YOUR TASK: Go through the listing and copy every line word for word.
------------------------
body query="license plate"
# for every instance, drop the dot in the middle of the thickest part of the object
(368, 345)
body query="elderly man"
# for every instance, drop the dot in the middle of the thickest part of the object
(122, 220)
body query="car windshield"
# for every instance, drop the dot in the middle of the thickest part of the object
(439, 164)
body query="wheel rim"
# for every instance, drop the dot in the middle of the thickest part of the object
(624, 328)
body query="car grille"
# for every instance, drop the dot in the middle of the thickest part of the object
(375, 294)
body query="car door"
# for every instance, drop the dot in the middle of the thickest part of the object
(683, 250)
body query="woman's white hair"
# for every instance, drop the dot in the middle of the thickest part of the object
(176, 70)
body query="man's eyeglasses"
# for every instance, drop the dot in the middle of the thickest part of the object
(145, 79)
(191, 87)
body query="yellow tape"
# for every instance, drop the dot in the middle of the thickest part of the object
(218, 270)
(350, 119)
------------------------
SOLUTION TO THIS PROBLEM:
body query="license plate"
# for every instance, drop the dot in the middle of the thickest part of the object
(368, 345)
body query="elderly man"
# for every instance, drop the dot in the middle of the thickest part of the object
(122, 220)
body query="car windshield"
# for every instance, drop the dot in the middle of the thickest part of the object
(439, 164)
body query="wheel rim"
# for every instance, drop the dot in the middle of the thickest part of the object
(624, 328)
body query="car grille"
# for every instance, drop the dot in the middle of the thickest part of the object
(375, 294)
body query="car door"
# for every instance, drop the dot in the middle of the thickest part of the object
(683, 250)
body query="woman's white hair"
# for every instance, drop the dot in the middle of the thickest part of the object
(176, 70)
body query="man's eyeglasses"
# for every instance, drop the dot in the middle of the thickest part of the object
(145, 79)
(191, 87)
body query="yellow tape"
# for every instance, drop the dot in the middle of the thickest part of the object
(218, 270)
(350, 119)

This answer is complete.